### ABOUT THIS EXERCISE
Return every entry below exactly as written, minus the pictures.

### DATA FOR THIS TASK
____________
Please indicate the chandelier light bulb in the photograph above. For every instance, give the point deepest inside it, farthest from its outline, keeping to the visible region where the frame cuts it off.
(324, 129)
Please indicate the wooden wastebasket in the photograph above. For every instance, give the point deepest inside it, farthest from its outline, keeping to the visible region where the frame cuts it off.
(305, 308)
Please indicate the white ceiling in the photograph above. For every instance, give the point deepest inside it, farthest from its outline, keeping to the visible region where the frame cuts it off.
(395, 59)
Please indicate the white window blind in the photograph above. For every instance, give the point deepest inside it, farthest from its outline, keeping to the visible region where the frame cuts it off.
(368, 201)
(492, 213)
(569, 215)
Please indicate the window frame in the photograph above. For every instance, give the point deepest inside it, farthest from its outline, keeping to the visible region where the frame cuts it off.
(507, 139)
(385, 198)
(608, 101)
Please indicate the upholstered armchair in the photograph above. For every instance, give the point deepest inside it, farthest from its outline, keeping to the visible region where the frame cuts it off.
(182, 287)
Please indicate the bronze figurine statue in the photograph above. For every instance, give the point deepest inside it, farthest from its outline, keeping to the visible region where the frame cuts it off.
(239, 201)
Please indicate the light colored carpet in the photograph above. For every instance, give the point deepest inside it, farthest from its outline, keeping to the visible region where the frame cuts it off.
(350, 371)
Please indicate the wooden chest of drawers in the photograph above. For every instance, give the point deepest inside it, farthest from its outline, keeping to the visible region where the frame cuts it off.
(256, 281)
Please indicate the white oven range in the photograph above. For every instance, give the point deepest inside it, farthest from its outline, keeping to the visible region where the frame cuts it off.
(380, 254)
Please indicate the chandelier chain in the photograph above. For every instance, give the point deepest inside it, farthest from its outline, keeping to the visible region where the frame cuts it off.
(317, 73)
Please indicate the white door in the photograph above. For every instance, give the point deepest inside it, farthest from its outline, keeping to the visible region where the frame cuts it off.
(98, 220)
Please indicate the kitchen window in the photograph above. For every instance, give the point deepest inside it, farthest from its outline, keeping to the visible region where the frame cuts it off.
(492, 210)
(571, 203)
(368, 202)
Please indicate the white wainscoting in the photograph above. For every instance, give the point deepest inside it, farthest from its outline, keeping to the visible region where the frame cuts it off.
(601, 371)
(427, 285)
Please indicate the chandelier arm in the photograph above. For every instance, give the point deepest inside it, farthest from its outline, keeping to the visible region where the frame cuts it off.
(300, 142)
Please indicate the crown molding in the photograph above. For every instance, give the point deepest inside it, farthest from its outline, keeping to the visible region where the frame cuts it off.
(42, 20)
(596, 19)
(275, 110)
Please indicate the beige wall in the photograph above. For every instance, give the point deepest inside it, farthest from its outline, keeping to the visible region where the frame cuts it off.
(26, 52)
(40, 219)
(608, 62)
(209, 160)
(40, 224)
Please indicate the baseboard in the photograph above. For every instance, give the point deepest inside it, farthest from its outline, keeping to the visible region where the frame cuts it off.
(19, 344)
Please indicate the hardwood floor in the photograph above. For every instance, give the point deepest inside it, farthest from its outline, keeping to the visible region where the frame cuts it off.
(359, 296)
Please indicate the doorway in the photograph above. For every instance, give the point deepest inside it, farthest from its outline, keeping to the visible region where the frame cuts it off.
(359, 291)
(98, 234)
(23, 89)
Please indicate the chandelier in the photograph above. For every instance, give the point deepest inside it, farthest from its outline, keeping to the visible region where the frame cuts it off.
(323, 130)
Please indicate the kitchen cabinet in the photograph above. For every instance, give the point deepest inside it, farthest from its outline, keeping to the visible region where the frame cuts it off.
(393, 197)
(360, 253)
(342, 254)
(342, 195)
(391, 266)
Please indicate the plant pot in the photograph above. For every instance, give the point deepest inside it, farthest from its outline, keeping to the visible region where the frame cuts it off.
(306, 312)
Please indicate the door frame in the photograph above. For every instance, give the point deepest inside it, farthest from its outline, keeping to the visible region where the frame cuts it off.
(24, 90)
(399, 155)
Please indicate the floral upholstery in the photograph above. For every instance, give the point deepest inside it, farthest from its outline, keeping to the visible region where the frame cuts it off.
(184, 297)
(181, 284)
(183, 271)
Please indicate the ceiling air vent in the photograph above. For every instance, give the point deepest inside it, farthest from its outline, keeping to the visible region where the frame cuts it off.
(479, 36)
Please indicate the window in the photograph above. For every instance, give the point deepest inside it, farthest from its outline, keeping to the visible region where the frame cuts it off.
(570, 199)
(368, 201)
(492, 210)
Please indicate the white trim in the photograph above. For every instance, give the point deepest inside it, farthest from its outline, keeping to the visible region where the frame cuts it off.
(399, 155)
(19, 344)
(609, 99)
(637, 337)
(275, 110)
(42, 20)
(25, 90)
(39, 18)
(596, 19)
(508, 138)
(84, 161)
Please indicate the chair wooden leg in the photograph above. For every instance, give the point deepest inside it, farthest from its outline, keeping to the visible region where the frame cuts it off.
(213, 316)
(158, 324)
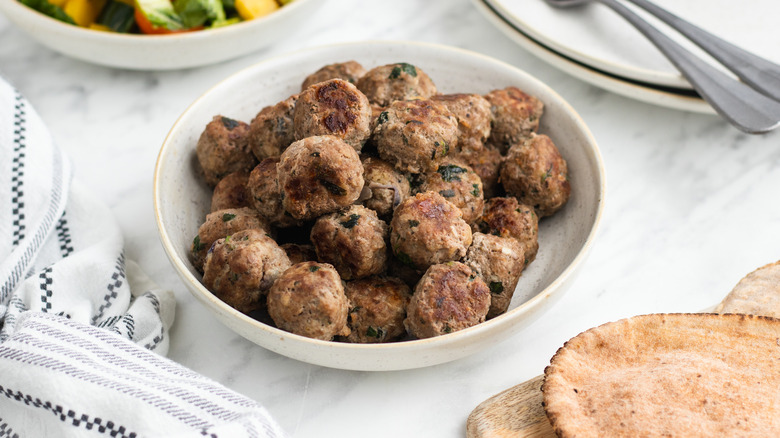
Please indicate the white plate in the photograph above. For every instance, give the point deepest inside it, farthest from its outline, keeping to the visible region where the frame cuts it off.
(683, 100)
(159, 52)
(597, 36)
(181, 199)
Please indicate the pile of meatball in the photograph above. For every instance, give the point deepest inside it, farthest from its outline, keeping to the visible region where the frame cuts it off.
(370, 208)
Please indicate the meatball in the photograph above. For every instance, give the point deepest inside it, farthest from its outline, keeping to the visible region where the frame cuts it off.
(349, 71)
(515, 116)
(219, 224)
(319, 175)
(266, 196)
(388, 186)
(271, 131)
(427, 229)
(308, 299)
(486, 163)
(353, 241)
(223, 148)
(537, 175)
(299, 253)
(378, 309)
(449, 297)
(243, 266)
(499, 261)
(333, 107)
(415, 135)
(402, 271)
(388, 83)
(505, 217)
(458, 184)
(474, 117)
(231, 192)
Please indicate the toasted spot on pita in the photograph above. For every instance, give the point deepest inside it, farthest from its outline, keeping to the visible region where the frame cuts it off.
(756, 294)
(683, 375)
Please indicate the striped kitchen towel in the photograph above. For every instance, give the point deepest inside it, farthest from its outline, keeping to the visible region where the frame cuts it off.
(83, 332)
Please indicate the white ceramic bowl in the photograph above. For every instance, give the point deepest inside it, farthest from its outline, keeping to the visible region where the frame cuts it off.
(182, 199)
(158, 52)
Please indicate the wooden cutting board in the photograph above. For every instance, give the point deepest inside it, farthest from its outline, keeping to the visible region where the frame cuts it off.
(518, 412)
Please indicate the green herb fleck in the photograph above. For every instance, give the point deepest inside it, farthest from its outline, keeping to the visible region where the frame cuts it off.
(351, 222)
(197, 245)
(496, 287)
(409, 69)
(450, 172)
(333, 188)
(547, 174)
(229, 123)
(372, 332)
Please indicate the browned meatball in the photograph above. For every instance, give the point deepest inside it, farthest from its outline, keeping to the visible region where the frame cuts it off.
(243, 266)
(271, 131)
(223, 148)
(408, 274)
(486, 163)
(457, 183)
(499, 261)
(266, 196)
(515, 116)
(349, 71)
(449, 297)
(299, 253)
(231, 192)
(537, 175)
(353, 241)
(415, 135)
(388, 186)
(473, 114)
(333, 107)
(319, 175)
(506, 217)
(308, 299)
(388, 83)
(427, 229)
(378, 308)
(219, 224)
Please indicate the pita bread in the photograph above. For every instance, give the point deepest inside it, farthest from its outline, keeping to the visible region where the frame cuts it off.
(756, 294)
(671, 375)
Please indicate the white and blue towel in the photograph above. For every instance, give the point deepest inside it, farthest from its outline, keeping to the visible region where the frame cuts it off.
(83, 332)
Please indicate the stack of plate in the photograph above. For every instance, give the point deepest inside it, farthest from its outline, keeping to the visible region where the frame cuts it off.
(596, 45)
____________
### RESPONSE TO THIS TASK
Please indicate the chandelier light bulb in the photograph above. For every instance, give the point deepest inside it, farthest from its outline, keeping to the visible region where the frame cuts it off.
(324, 129)
Please indicate the wooden wastebasket in the photograph above. For every instance, give the point deepest inside it, farthest from its outline, keeping to the visible region where the frame cuts it off.
(305, 308)
Please indicate the white ceiling in the photograph above. For every instance, give the point deepest inside it, farthest from its outline, keeping to the visible region where the frame cuts it off.
(395, 59)
Please indicate the white window blind in the photograph above. For every instance, give the point deepest inside it, farthest from its outline, keeping to the visible region where the frame cuts it off.
(368, 201)
(492, 213)
(569, 215)
Please indicate the window frame in the photograph above. For every instance, give the point deepest inside it, farthest from its outline, keeping to the visible region where the frame cuts it off.
(507, 139)
(385, 198)
(608, 101)
Please indicate the upholstered armchair in the photograph above. For every instance, give the point deepest inside it, farthest from its outline, keeping to the visible region where the frame cuts it off.
(182, 287)
Please indicate the bronze figurine statue in the photograph above. For every instance, give the point deepest inside it, farthest from its outline, keeping to the visible region where the frame cuts it off.
(239, 201)
Please indicate the light colored carpet in the photograph above. For every instance, give the point deepest inside it, farthest from its outline, keeping to the visible region where the frame cuts it off.
(350, 371)
Please indicate the wooden chest of drawers in the photograph above. For every instance, give the point deepest inside it, farthest from its outline, keeping to the visible region where the frame cuts it off.
(256, 281)
Please indicate the white oven range in the photograph above. For every instance, give the point deepest inside it, farthest from its outline, keeping to the visible region where the frame cuts it off.
(380, 254)
Please indicate the chandelier chain in the photograph above. For every instance, give the point deepest inside it, farthest from its outline, keeping to the visible region where the frame cuts it off.
(317, 73)
Please indicate the white door in the photograph above. For every instance, give the point deepest inside it, farthest from its outline, keeping to the visible region where the frame cuts it off.
(98, 220)
Please indicate the kitchen window in the photograph above. For every instance, give the point deepest inside it, farthest from its outline, keeping to the visible region where the frame cuts it off.
(492, 210)
(571, 203)
(368, 202)
Please indicate the white wainscoting in the photograph above. For every instance, give the point deepest inside it, farthest from its outline, keeping to the visible region where the frame cuts it off.
(601, 371)
(427, 285)
Please indicate the chandelier arm in the photograph above. For every instance, give the point deepest inside it, farthest from its outline, keeping to the visible region where the frame cuts it off.
(300, 142)
Please indicate the crown molding in the photograph above. For every instance, give the point deepest inside it, farthest from its outline, keeping to the visible region where the frame cuts it off.
(42, 20)
(596, 19)
(275, 110)
Please indicate the beige wall in the photograph above. For every instance, give the point deepest inside it, farthest from its outline, keeping to the visible region where the frame cuts it off.
(26, 52)
(40, 219)
(608, 62)
(209, 160)
(40, 224)
Please indicate the baseboard in the photograph above. For every instance, give the point deepest inside it, farthest from its outline, keeping to the visible region where the frame cuts it off.
(19, 344)
Please indicate the hardwood floor in the photograph above. For every instance, give the point deepest inside it, farthest from its outline, keeping to the visible region where the frame cuts it off.
(359, 296)
Please indicate the doorway in the photograph above. For every instance, give the point deepest inside it, farthest from its outline, keeping to the visible region where the frame cuts it off.
(359, 291)
(98, 234)
(23, 89)
Please indicate the chandelier in the photograph above. For every instance, give the point deepest inside it, farthest from its outline, keeping to the visible region where the frame cuts it off.
(323, 130)
Please indicate the kitchen cabinet in the photograph above. For every instance, give the point deepest inside it, farthest from its outline, keeping to the visible region where the frame cuts it off.
(393, 197)
(360, 253)
(342, 254)
(342, 195)
(391, 266)
Please indicate the plant pot in the photograph above. For every instance, give the point deepest inside it, farthest from its outline, keeping to the visible region where the frame cuts it off.
(306, 312)
Please indicate the door frame in the photograph above. For every instance, give the point deepest inside it, farthest from its outline, keeping to the visible region where the frame cuts it off.
(24, 90)
(399, 155)
Please indicate the floral upholstery in the photograph above. For every instance, give the point deepest inside it, farthest from its outline, keeping to the visible region where the frame cuts it off.
(184, 297)
(181, 284)
(183, 271)
Please indicate the ceiling air vent in the photograph above. For every instance, give the point deepest inside it, farthest from its outline, keeping to the visible region where the frame cuts it off.
(479, 36)
Please indicate the window in the photograph above. For every instance, give the point deepest inside it, farthest from its outline, keeping to the visible region where the frame cuts it off.
(570, 199)
(368, 201)
(492, 210)
Please indicate the white trim in the photograph above. For every instance, give the point deepest inside it, farthest from its outline, keeping to the visible region where the frame cuts it off.
(399, 155)
(19, 344)
(609, 99)
(637, 337)
(275, 110)
(42, 20)
(25, 90)
(39, 18)
(596, 19)
(508, 138)
(84, 161)
Please indicate the chair wooden leg in the photograph above. For every instance, give the point deepest inside it, farthest from its outline, keeping to the visible region where the frame cuts it off.
(213, 316)
(158, 324)
Please indicate the white plate in the photograph above. For every instance, give the point deepest inside it, farthest from its outline, keeping to the visible region where the frame cuts it off.
(683, 100)
(159, 52)
(597, 36)
(181, 199)
Please indicate the pile of meatball in the photograph above. For every instance, give the point deepest inside it, farthest from its outline, keeping to the visible region where the frame cuts it off.
(370, 208)
Please indicate the meatball in the photograph above. For every instance, give the point deepest inside it, farthest from its outline, keeping to the visible region where the frame cuts it off.
(349, 71)
(515, 116)
(219, 224)
(319, 175)
(266, 196)
(388, 186)
(271, 131)
(427, 229)
(308, 299)
(486, 163)
(353, 241)
(223, 148)
(537, 175)
(299, 253)
(378, 309)
(449, 297)
(243, 266)
(499, 261)
(333, 107)
(415, 135)
(402, 271)
(388, 83)
(505, 217)
(458, 184)
(474, 117)
(231, 192)
Please indicate the toasted spot on pita in the photograph above. For every instance, give the point deepest inside it, farthest from its outline, keeping to the visible region where the frame cuts it off.
(756, 294)
(683, 375)
Please indicate the striped kitchen towel in the photograph above. For every instance, give the point deepest inside it, farthest from its outline, keeping to the visible region where the frame cuts it off.
(83, 332)
Please indicate the white ceramic bowl in the photograph above. For every instance, give the point deepest inside it, farthest from its outline, keeping to the visible region where the frame cuts it off.
(182, 199)
(158, 52)
Please indicate the wooden cutting board in the photograph above. For every instance, give the point deepest inside it, farthest from its outline, keeping to the visible region where the frame cuts it off.
(518, 412)
Please indicate the green herb fleck in the photograph above. For every instance, give the point deepest inside it, farthest from its outline, keeping to the visible region where the frame cuts it off.
(351, 222)
(197, 245)
(496, 287)
(409, 69)
(450, 172)
(333, 188)
(547, 174)
(229, 123)
(372, 332)
Please indicate the browned meatball in the photograph above. For every instance, give the point deepest inside it, farthest from its outline, keeping to the visible region where the frame cuts it off.
(243, 266)
(271, 131)
(223, 148)
(408, 274)
(486, 163)
(457, 183)
(499, 261)
(266, 196)
(515, 116)
(349, 71)
(449, 297)
(299, 253)
(231, 192)
(537, 175)
(353, 241)
(415, 135)
(388, 186)
(473, 114)
(333, 107)
(319, 175)
(506, 217)
(308, 299)
(388, 83)
(427, 229)
(378, 308)
(219, 224)
Please indicate the pita bread in the photograph above. For every instance, give the point deepest inside it, farthest from its outline, keeping to the visible region where the frame cuts it off.
(756, 294)
(671, 375)
Please indicate the white and blue towel in the photograph above. For every instance, give the point deepest inside it, farthest from its outline, keeping to the visible region where the frame cuts it off.
(83, 332)
Please indicate the stack of plate in the photograph above. For every instance, give the point deepest inside it, farthest from its outline, keeping to the visible region where the frame cuts it off.
(596, 45)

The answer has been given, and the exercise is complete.